- Directive -
Reproduce the listing below in its entirety. Change nothing.

- Provided entries -
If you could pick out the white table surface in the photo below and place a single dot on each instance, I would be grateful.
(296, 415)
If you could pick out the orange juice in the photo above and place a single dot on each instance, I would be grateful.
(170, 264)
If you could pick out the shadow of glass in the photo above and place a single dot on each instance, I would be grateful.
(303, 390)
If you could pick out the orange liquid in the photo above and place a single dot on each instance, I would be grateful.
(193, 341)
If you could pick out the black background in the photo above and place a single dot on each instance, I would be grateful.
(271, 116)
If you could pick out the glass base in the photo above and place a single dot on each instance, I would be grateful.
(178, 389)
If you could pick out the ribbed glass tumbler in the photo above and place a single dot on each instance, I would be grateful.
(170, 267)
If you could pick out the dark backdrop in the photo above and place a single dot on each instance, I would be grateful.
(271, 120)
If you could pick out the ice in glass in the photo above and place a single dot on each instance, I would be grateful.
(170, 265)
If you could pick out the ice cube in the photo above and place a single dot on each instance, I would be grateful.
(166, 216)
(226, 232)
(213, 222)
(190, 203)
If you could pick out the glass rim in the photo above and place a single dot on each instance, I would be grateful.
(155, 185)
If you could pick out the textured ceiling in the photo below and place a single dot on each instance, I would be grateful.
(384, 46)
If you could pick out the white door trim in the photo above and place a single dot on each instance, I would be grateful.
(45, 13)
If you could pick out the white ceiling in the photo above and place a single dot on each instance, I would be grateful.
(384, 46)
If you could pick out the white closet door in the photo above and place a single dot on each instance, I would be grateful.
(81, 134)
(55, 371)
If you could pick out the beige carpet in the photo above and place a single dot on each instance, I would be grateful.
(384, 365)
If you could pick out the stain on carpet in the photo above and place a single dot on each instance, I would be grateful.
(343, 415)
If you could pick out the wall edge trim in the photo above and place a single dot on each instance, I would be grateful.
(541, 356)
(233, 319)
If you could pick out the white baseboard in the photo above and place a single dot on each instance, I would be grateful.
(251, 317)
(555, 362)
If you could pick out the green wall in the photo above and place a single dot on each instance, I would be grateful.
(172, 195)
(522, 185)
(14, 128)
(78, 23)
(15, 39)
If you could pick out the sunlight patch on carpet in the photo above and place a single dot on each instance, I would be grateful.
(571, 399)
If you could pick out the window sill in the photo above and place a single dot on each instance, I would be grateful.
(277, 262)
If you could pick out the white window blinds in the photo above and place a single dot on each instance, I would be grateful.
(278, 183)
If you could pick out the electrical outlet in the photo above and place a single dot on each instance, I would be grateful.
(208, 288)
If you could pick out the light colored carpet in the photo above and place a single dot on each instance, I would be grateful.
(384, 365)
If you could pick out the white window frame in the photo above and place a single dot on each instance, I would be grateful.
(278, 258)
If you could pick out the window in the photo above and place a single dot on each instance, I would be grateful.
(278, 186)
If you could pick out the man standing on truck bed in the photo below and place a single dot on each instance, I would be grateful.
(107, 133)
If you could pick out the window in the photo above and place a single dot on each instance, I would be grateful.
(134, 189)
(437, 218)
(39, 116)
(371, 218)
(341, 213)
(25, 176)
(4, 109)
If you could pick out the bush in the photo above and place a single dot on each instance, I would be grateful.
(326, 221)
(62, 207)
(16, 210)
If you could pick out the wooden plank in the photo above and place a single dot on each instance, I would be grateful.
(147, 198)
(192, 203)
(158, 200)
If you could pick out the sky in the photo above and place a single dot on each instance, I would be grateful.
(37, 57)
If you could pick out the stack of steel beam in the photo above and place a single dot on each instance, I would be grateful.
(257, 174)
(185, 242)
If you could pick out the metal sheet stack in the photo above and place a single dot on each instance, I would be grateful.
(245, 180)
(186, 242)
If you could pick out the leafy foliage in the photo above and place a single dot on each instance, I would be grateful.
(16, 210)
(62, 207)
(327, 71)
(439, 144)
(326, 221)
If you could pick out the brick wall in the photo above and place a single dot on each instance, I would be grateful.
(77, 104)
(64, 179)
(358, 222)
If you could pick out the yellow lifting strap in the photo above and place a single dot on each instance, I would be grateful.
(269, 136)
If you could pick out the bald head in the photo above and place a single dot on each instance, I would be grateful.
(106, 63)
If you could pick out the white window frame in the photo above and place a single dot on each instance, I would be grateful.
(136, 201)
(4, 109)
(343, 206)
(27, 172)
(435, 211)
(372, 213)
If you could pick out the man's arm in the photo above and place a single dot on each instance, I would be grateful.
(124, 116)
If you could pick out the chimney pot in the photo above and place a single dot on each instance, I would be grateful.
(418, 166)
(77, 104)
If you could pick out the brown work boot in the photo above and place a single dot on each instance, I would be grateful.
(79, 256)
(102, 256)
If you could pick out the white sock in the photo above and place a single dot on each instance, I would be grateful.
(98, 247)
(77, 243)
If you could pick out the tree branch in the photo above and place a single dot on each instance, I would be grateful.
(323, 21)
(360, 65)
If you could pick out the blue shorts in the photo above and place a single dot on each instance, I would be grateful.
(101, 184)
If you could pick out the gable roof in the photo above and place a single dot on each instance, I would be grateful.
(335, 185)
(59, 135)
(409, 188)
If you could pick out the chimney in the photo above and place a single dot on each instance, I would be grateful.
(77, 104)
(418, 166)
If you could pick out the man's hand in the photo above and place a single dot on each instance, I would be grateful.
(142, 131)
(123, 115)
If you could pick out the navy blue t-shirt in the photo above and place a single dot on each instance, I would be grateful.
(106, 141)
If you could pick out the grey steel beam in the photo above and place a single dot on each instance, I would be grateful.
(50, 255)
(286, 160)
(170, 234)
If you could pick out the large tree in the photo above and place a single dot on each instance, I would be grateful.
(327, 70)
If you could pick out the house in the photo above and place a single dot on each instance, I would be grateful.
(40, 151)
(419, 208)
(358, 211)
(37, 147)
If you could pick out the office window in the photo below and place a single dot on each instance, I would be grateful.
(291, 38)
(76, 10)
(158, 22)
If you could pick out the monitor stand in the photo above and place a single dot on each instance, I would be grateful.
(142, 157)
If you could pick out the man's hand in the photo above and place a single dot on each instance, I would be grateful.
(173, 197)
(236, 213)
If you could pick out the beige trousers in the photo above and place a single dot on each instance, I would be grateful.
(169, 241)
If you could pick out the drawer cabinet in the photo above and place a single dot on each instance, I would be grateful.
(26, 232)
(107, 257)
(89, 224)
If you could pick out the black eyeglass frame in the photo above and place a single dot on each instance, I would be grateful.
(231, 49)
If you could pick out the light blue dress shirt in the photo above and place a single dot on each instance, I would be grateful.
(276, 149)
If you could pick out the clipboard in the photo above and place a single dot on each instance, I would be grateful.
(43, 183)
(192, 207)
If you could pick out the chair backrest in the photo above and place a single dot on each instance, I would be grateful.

- Solution -
If you could pick out the white table surface in the photo below and place a single dot on each instance, I would be grateful.
(296, 415)
If you could pick out the orange juice in the photo above and place a single dot on each instance, I would be grateful.
(170, 264)
If you could pick out the shadow of glass in the photo above and place a single dot on each instance, I would be grateful.
(303, 390)
If you could pick out the orange liquid in the photo above and place a single dot on each instance, I would be grateful.
(193, 341)
If you could pick out the black background in the photo above and place a single dot on each instance, I would be grateful.
(271, 116)
If you could pick out the glass base in the photo above and place a single dot on each instance, I would be grateful.
(178, 389)
If you could pick out the ribbed glass tumbler in the photo above and place a single dot on each instance, I would be grateful.
(170, 267)
If you could pick out the dark backdrop in the photo above and place a single dot on each instance, I would be grateful.
(271, 120)
If you could pick out the ice in glass in the photo above and place a single dot on each instance, I would be grateful.
(170, 265)
If you could pick out the ice cube in the photo above and place a single dot on each instance, I would be grateful.
(166, 216)
(226, 232)
(213, 222)
(190, 203)
If you could pick out the glass rim in the photo above and place a single dot on each instance, I would be grateful.
(155, 185)
If you could pick out the textured ceiling in the photo below and place a single dot on each instance, I would be grateful.
(384, 46)
If you could pick out the white door trim in the photo above and place a single dot on each instance, I would be grateful.
(45, 13)
If you could pick out the white ceiling in the photo above and place a single dot on each instance, I would be grateful.
(384, 46)
If you could pick out the white closet door in the photo above and place a single dot on each instance, I would be grateful.
(81, 134)
(55, 371)
If you could pick out the beige carpet in the photo above and place a single dot on each instance, I would be grateful.
(384, 365)
If you could pick out the stain on carpet in the photo above and place a single dot on each instance, I would be grateful.
(343, 415)
If you could pick out the wall edge trim in the photo above and place a single dot on each instance, I would be grateful.
(541, 356)
(233, 319)
If you could pick out the white baseboard in the photo above and place a single dot on each instance, I would be grateful.
(251, 317)
(555, 362)
If you could pick out the green wall in the photo above and place a single dot on each instance, I would be grateful.
(172, 195)
(522, 185)
(14, 128)
(78, 23)
(15, 39)
If you could pick out the sunlight patch on carpet in the photo above and place a single dot on each instance, I would be grateful.
(571, 399)
If you could pick out the window sill in the photo above and place a single dot on each instance, I would be grateful.
(277, 262)
If you could pick out the white window blinds in the photo above and place a single dot on each instance, I would be grateful.
(278, 183)
If you could pick out the electrical outlet in the photo above and place a single dot on each instance, I would be grateful.
(208, 288)
If you could pick out the light colored carpet in the photo above and place a single dot on each instance, I would be grateful.
(384, 365)
If you could pick out the white window frame in the photo above and place a single dot on each instance, I would be grateful.
(278, 258)
If you could pick out the window in the photo above and place a single dot on each instance, I would be grateful.
(278, 186)
If you could pick out the man standing on truck bed in the photo below and place a single dot on each instance, I would be grateful.
(107, 133)
If you could pick out the window in the photo above and place a single dot on each instance, I would be grateful.
(134, 189)
(437, 218)
(39, 116)
(371, 218)
(341, 213)
(25, 176)
(4, 109)
If you could pick out the bush in the photo above and place a single dot on each instance, I would be grateful.
(326, 221)
(62, 207)
(16, 210)
If you could pick out the wooden plank in the photo above and place a single dot on each instance, I would be grateful.
(147, 198)
(192, 203)
(158, 200)
If you could pick out the sky in the photo above and place a single dot on each instance, I would be grateful.
(37, 57)
If you could pick out the stack of steel beam in the photo above and place a single dot on each instance, I would be grateful.
(257, 174)
(185, 242)
If you could pick out the metal sheet stack in the photo above and place a single dot on each instance, I would be grateful.
(245, 180)
(186, 242)
If you could pick out the leafy foliage in the photo above and place a single dot on each instance, I would be grateful.
(16, 210)
(62, 207)
(327, 71)
(439, 144)
(326, 221)
If you could pick out the brick wall in the photo above and place a single dot on each instance, I would be grateful.
(77, 104)
(64, 179)
(358, 222)
If you could pick out the yellow lifting strap in the photo above and place a single dot on each instance, I would be grateful.
(269, 136)
If you could pick out the bald head in the photo above and place a single dot on each instance, I would be grateful.
(106, 63)
If you could pick out the white window frame in the photo above and place a single dot on each instance, I would be grateful.
(136, 201)
(4, 109)
(343, 206)
(27, 172)
(435, 211)
(372, 213)
If you could pick out the man's arm in the photo above and place a single dot on each instance, I would be grateful.
(124, 116)
If you could pick out the chimney pot in the photo above and place a single dot on each instance, I would be grateful.
(418, 166)
(77, 104)
If you could pick out the brown work boot in the photo above and place a single dot on each instance, I would be grateful.
(79, 256)
(102, 256)
If you could pick out the white sock in the photo above and place a single dot on each instance, I would be grateful.
(98, 247)
(77, 243)
If you could pick out the tree branch in the photo above and place a single dot on each instance, I would be grateful.
(323, 21)
(360, 65)
If you could pick out the blue shorts in the photo above and place a single dot on each instance, I would be grateful.
(101, 184)
If you could pick out the gable roof in the photo above and place a single dot on each instance, I would be grateful.
(335, 185)
(59, 135)
(409, 188)
If you could pick out the chimney in the photo above and place a single dot on each instance, I would be grateful.
(77, 104)
(418, 166)
If you could pick out the man's hand in the photo above and place a single dot on each instance, I would be grateful.
(142, 131)
(123, 115)
If you could pick out the navy blue t-shirt in the photo above and place a single dot on each instance, I would be grateful.
(106, 141)
If you could pick out the grey steel beam in the photo above and place a single dot on each instance, I would be grateful.
(50, 255)
(286, 160)
(170, 234)
If you could pick out the large tree in the photo above and place a single dot on each instance, I would be grateful.
(327, 70)
If you could pick out the house in the photo above and place a single dot on each instance, I would be grateful.
(40, 151)
(419, 208)
(358, 211)
(37, 147)
If you could pick out the office window in the photo below and place a single dot on each instance, I would be grateful.
(291, 38)
(76, 10)
(158, 22)
If you could pick out the monitor stand in the photo above and place a single dot on each instance, I would be grateful.
(142, 157)
If you could pick out the man's hand in the photo above and place a single dot on each instance, I would be grateful.
(173, 197)
(236, 213)
If you could pick out the beige trousers in the photo above and place a single dot on each instance, I would be grateful.
(169, 241)
If you could pick out the drawer cabinet in the photo above and place a single dot on each instance, I would be grateful.
(26, 232)
(107, 257)
(89, 224)
If you could pick out the black eyeglass frame in the photo above and place a single dot on each instance, I would be grateful.
(231, 49)
If you could pick out the light blue dress shirt in the photo above and place a single dot on each instance, I would be grateful.
(276, 149)
If you could pick out the clipboard in the photo above and place a single dot on each instance, I would be grateful.
(43, 183)
(192, 207)
If you could pick out the chair backrest in the photo above and place a single dot on each instance, I would be grateful.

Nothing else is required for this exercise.